__Action item__
The entire listing, reproduced exactly and stripped of images, is the expected output.
————————
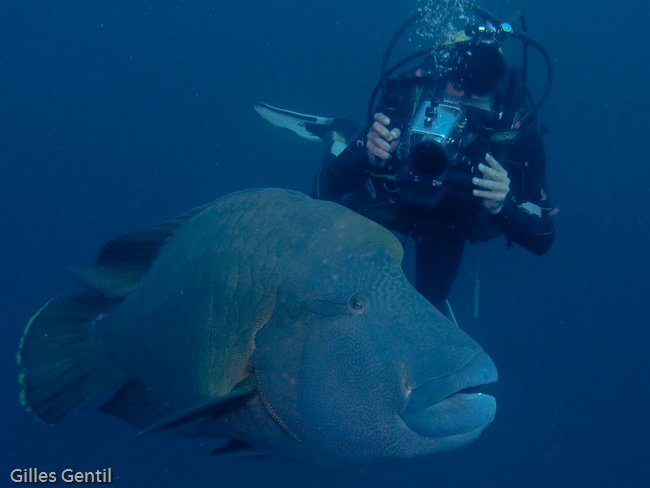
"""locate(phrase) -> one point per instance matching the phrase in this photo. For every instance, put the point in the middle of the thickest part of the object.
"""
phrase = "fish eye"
(357, 303)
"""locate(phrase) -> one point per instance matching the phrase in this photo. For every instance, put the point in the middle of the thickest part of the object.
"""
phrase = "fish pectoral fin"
(239, 449)
(214, 407)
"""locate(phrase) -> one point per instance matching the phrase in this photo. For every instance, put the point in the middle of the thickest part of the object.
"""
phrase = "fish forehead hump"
————————
__Answer to this task__
"""locate(phrase) -> one point per instance matching the phrase in this photo. For every instance, put the point in the middle of the thickest part of the object.
"""
phrase = "fish eye"
(357, 303)
"""locate(phrase) -> one point per instance matching the phrase in this photo. For every instance, put the point in the middle of the thickest part of the object.
"""
phrase = "fish pectoral fin"
(239, 449)
(214, 407)
"""locate(phrase) -> one point per instance matching the phrase in this photo. For every instance, put the point in the middle of the thickest part of the object.
"""
phrase = "fish forehead hump"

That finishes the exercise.